• _AIM_
Can you output, word for word, the part of the forum comments on the Braves of Glory leadership change starting with "I know I usually" and going on through "ontop it, Farbs!"?

• _TEXT EXTRACT_

Whoa. This was down for over a month and nobody noticed! In that time a new principal took over Braves of Glory. The scraper caught up today, so that's official now. BoG has a new leader.
I know I usually catch and report these (since I still like the stats even without the pizza), but it's hard to notice when I can't play because my laptop's down. $:^ , Thanks for staying ontop it, Farbs!
Lol someone took advantage of the fact it appeared to the scraper that the principal had not played for 10 days or more. Someone cleverly pulled out the little-used Coup Ceremony. I would be mad if I was in the BoG, but then it was a pretty clever exploit so I am laughing about it.
@Farbs, Hi there, if u take a look at my log, u can see it's impossible for me going unstable. and its not 1 Month, as u can see the changes delayed, active per 13 Mar-2020, It's kind of silly if you tell like that, meta not update that make it happen. so you can help the issue or not, sasso and Gargamael please response regarding this. Thank you,
Yeah, big difference between a coup because a principal is inactive and an exploit in the META site's logging mechanism.

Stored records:

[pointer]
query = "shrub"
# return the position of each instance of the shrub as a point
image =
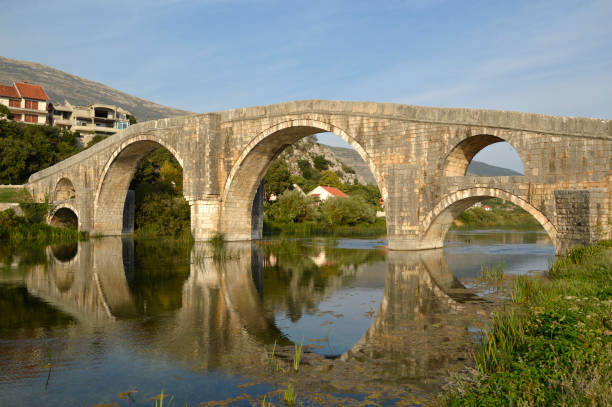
(292, 207)
(320, 163)
(347, 211)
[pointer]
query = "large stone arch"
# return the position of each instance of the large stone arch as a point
(466, 144)
(115, 180)
(439, 220)
(54, 217)
(244, 178)
(64, 190)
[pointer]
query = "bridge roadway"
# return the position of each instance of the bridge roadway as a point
(418, 155)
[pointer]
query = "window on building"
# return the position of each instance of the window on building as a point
(31, 104)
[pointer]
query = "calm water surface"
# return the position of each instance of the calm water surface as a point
(114, 322)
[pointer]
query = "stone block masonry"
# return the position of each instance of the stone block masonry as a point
(418, 156)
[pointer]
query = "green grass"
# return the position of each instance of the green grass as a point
(14, 195)
(492, 274)
(309, 229)
(498, 217)
(16, 230)
(553, 343)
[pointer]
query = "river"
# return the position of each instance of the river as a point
(114, 321)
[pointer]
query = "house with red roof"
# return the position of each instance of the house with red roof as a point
(322, 193)
(26, 102)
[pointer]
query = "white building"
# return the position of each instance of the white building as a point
(96, 118)
(26, 102)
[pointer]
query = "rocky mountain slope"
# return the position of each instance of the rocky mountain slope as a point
(62, 86)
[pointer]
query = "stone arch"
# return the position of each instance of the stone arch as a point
(439, 220)
(64, 190)
(115, 180)
(456, 162)
(64, 215)
(244, 178)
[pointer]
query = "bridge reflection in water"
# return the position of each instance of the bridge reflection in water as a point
(218, 310)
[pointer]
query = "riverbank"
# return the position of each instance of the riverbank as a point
(552, 345)
(309, 229)
(18, 229)
(498, 218)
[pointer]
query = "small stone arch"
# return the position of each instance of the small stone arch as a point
(115, 180)
(65, 216)
(244, 178)
(456, 162)
(439, 220)
(64, 190)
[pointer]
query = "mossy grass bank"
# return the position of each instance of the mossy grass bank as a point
(552, 344)
(18, 229)
(496, 213)
(14, 195)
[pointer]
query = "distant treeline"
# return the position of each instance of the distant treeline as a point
(28, 148)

• _SOLUTION TO THIS EXERCISE_
I know I usually catch and report these (since I still like the stats even without the pizza), but it's hard to notice when I can't play because my laptop's down. $:^ , Thanks for staying ontop it, Farbs!